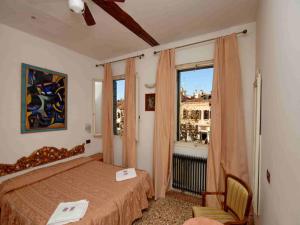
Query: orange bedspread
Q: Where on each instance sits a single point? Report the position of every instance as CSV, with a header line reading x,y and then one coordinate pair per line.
x,y
30,199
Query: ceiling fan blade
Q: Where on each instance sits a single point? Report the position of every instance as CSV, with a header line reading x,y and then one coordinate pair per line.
x,y
87,15
116,12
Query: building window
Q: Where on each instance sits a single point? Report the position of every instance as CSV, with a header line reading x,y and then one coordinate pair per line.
x,y
118,106
206,114
194,100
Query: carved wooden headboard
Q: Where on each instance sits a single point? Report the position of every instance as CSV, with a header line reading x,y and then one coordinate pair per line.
x,y
40,157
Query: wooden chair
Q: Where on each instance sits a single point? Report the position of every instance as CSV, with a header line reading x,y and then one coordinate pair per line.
x,y
236,206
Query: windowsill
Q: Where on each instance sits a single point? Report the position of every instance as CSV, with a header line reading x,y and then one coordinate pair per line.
x,y
193,149
192,145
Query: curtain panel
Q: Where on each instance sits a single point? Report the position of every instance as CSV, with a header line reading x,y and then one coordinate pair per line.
x,y
227,148
164,125
107,116
129,132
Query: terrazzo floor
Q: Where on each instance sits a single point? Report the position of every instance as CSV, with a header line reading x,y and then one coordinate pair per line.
x,y
173,210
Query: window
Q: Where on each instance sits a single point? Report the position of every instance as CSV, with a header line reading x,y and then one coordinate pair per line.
x,y
206,114
97,105
194,100
118,105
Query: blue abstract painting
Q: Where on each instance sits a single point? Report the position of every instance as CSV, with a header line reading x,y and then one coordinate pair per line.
x,y
44,100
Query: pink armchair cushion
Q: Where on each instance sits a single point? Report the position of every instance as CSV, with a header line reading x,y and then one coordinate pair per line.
x,y
201,221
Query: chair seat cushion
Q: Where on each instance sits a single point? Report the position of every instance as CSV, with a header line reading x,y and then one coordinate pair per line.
x,y
213,213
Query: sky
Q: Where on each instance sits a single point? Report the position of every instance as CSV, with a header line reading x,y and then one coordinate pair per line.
x,y
191,81
120,89
200,79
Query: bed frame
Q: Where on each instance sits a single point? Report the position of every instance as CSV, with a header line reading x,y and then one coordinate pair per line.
x,y
40,157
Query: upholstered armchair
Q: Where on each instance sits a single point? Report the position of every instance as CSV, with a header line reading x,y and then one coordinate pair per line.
x,y
236,205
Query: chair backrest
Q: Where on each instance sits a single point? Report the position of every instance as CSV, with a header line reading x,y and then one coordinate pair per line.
x,y
238,196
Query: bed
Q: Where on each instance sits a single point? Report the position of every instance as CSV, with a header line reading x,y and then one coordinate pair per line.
x,y
30,199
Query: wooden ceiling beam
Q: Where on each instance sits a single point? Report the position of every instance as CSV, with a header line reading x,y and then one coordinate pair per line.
x,y
120,15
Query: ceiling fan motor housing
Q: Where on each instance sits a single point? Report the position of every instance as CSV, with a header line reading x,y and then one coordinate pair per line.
x,y
76,6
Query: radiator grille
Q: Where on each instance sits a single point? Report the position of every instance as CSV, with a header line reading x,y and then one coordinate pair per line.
x,y
189,173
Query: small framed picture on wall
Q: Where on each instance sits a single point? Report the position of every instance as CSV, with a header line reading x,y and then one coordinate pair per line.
x,y
150,102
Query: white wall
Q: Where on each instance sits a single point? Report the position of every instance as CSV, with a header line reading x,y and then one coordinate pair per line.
x,y
146,69
17,47
278,55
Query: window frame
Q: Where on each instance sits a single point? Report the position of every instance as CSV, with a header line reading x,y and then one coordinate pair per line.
x,y
116,78
94,109
182,68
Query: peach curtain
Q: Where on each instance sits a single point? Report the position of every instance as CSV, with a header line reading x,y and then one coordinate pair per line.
x,y
227,149
164,122
107,116
129,132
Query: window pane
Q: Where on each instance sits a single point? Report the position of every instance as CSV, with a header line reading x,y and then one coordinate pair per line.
x,y
194,92
98,106
118,110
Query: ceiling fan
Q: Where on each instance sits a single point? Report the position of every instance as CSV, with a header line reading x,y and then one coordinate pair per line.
x,y
110,6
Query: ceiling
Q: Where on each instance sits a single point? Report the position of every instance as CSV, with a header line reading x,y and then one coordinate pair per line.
x,y
165,20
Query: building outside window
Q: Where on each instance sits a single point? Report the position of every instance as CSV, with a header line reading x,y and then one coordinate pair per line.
x,y
118,106
194,104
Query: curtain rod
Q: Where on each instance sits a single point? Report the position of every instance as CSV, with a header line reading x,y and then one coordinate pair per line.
x,y
199,42
138,56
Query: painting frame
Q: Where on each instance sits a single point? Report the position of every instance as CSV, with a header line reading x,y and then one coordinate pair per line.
x,y
148,99
25,68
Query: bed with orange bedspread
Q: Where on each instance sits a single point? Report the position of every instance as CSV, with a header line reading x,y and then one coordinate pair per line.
x,y
30,199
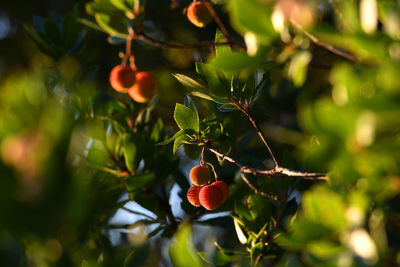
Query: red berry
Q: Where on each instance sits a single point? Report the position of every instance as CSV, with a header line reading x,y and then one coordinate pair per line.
x,y
198,14
144,87
193,195
122,78
200,175
210,197
224,189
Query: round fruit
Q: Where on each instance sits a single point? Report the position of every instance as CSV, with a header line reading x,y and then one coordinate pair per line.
x,y
224,189
210,197
122,78
193,195
198,14
200,175
144,87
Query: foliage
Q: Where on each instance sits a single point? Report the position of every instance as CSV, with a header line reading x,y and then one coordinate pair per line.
x,y
295,104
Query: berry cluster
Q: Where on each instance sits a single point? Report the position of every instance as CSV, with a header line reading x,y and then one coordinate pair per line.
x,y
140,86
200,194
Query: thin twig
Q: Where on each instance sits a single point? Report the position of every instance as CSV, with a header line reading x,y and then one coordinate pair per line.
x,y
244,178
275,172
217,19
259,131
328,47
144,37
221,25
139,213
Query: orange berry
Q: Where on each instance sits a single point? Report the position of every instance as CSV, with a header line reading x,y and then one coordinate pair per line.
x,y
224,189
200,175
193,195
198,14
144,87
210,197
122,78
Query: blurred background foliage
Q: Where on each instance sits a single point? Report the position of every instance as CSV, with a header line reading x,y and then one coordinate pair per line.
x,y
84,181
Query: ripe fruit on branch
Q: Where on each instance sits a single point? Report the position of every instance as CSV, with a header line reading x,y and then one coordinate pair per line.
x,y
198,14
144,87
200,175
122,78
224,189
193,195
211,196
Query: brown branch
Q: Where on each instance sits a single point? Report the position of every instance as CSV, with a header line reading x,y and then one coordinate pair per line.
x,y
275,172
255,189
221,25
259,131
328,47
144,37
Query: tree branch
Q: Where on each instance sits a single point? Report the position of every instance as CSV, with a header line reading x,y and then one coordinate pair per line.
x,y
144,37
221,24
259,131
275,172
244,178
328,47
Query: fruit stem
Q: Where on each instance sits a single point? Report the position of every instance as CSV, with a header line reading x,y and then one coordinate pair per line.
x,y
202,161
128,51
213,170
217,19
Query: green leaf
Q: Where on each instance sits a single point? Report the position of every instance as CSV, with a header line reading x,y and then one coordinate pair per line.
x,y
297,70
129,155
255,251
91,24
186,118
113,24
209,97
182,251
192,151
314,205
69,32
236,62
189,82
253,16
221,50
100,6
175,136
177,143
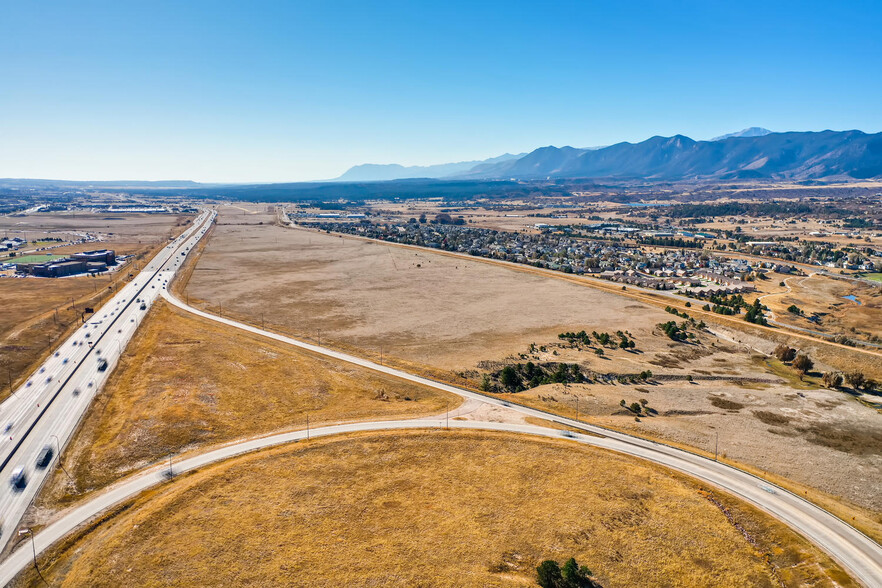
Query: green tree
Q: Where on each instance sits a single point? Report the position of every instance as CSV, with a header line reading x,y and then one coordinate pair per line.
x,y
802,363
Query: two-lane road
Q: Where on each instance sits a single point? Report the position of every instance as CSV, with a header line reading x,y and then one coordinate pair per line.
x,y
856,552
45,410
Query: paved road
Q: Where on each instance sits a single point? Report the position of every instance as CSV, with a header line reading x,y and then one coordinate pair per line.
x,y
47,408
859,554
861,560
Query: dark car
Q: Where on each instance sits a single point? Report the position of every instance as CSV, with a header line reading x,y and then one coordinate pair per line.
x,y
44,457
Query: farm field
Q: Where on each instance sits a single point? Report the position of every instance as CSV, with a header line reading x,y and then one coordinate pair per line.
x,y
186,382
456,319
436,508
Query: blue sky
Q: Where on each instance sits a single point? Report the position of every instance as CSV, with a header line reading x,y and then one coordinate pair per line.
x,y
279,91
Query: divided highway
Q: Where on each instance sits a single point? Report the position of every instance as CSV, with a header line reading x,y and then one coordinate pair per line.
x,y
39,418
857,553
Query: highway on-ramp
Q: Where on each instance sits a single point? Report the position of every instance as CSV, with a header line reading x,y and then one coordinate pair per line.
x,y
38,419
856,552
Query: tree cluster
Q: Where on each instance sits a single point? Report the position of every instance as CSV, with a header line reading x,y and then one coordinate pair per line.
x,y
674,331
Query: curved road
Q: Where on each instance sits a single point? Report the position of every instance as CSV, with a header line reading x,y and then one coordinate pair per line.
x,y
819,526
857,553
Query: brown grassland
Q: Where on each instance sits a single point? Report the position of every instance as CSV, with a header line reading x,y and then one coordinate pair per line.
x,y
436,508
35,313
451,318
824,296
185,382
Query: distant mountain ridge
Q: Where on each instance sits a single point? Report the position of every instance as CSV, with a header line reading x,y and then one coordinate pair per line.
x,y
754,153
748,132
377,172
785,156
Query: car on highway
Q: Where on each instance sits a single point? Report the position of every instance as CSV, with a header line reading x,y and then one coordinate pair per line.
x,y
19,479
44,457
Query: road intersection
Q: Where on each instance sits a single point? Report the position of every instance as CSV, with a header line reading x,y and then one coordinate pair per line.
x,y
45,411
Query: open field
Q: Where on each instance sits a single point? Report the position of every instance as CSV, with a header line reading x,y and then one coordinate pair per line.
x,y
435,508
36,312
455,319
426,309
185,382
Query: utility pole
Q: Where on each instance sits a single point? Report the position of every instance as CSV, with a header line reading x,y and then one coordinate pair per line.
x,y
34,549
61,463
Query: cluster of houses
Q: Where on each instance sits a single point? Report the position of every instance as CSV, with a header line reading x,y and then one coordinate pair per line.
x,y
13,244
670,269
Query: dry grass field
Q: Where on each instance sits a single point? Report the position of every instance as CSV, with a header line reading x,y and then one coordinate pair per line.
x,y
433,509
456,318
429,310
185,382
825,297
37,312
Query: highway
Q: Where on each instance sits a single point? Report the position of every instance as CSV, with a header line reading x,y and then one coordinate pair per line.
x,y
858,554
46,409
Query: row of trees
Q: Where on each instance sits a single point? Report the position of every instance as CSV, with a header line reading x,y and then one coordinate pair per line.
x,y
674,331
550,574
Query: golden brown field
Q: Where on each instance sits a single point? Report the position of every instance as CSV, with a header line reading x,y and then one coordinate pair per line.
x,y
457,319
825,297
185,382
436,508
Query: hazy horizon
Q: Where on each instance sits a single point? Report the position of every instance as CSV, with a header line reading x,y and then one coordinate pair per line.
x,y
302,92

## Problem requirements:
All that is wanted is the run of lines from the start of the material through the line that holds "Query: blue abstract painting", retyped exactly, with no pictures.

## Task solution:
Query: orange bedspread
Q: Where on each instance sits a single point? Report the position of every instance as CSV, with a header line reading x,y and then one coordinate pair per line.
x,y
30,199
Query: ceiling fan blade
Q: Where on each instance sits a single point? Report the position of every instance as CSV, with a header line reading x,y and then one coordinate pair per line.
x,y
87,15
116,12
Query: building window
Q: Where on each instance sits a single point? Report the position of every instance as CSV, with a header line reading x,y and then one coordinate pair per line.
x,y
118,106
206,114
194,100
Query: carved wooden headboard
Q: Where on each instance sits a single point? Report the position of every instance as CSV, with a header line reading x,y and then one coordinate pair per line.
x,y
40,157
Query: wooden chair
Q: Where on each instance sits a single point? Report the position of every instance as CSV, with a header line reading x,y and then one coordinate pair per line.
x,y
236,206
Query: windowsill
Q: Where on each instance sits a single point? Report the position of every instance as CSV, with a header line reading x,y and then one coordinate pair per line.
x,y
193,149
192,145
Query: curtain panel
Q: Where on each instance sits a single point? Report the position of every instance as CSV, with a header line reading x,y and then one coordinate pair per line.
x,y
227,148
164,125
107,116
129,132
Query: terrazzo floor
Q: Where on each instance sits a single point? Report the position of every instance as CSV, with a header line reading x,y and then one coordinate pair per line.
x,y
173,210
Query: window
Q: Where on each instance sits a single point? Report the position of every instance as CSV, with a header line reading x,y and then one coordinate pair per line.
x,y
206,114
97,105
194,100
118,105
Query: blue abstract painting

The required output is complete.